### What you should do
Among these entries, how many lines have the string "railing" in them? Only the number is needed.

### Input
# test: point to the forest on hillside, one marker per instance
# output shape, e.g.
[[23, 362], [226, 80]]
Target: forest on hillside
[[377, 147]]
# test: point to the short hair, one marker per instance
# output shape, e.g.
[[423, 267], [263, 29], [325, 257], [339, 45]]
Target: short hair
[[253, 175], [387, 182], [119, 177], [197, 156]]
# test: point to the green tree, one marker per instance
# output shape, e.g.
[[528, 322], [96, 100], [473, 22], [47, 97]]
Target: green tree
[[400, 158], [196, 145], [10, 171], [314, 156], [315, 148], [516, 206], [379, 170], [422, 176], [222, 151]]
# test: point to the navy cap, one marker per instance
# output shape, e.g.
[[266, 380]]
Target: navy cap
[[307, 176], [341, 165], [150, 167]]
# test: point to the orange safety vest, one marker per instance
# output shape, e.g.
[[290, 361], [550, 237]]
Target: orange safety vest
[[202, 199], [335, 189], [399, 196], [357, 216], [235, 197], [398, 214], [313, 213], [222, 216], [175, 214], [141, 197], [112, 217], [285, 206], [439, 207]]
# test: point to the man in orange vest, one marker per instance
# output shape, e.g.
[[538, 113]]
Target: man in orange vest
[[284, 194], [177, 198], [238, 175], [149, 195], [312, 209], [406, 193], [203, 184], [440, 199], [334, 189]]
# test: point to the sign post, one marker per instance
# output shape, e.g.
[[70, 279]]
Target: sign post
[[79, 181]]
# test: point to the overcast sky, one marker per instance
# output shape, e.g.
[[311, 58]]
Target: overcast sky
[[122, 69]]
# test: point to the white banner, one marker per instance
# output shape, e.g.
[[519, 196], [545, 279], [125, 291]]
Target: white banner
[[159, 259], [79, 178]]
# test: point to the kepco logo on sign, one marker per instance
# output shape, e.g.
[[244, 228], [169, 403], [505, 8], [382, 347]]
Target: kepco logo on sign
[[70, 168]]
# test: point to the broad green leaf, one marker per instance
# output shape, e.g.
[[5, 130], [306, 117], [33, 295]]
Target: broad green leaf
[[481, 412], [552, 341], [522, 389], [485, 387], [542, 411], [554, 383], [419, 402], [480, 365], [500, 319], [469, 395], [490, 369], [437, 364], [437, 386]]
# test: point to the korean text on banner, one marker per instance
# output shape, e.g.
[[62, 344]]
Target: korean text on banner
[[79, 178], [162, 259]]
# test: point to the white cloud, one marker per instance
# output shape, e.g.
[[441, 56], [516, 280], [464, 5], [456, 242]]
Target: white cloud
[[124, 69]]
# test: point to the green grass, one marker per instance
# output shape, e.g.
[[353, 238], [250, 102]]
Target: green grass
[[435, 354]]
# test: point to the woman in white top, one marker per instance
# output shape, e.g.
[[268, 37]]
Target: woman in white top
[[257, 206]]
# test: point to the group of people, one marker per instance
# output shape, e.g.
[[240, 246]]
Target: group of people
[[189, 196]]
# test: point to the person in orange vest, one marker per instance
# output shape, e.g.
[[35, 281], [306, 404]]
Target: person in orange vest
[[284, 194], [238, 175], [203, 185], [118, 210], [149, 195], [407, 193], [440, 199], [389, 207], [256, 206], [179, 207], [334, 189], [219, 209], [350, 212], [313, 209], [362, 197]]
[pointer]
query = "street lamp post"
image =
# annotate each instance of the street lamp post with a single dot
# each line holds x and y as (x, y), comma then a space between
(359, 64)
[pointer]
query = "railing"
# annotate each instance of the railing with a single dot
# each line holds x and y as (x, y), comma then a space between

### Output of the exercise
2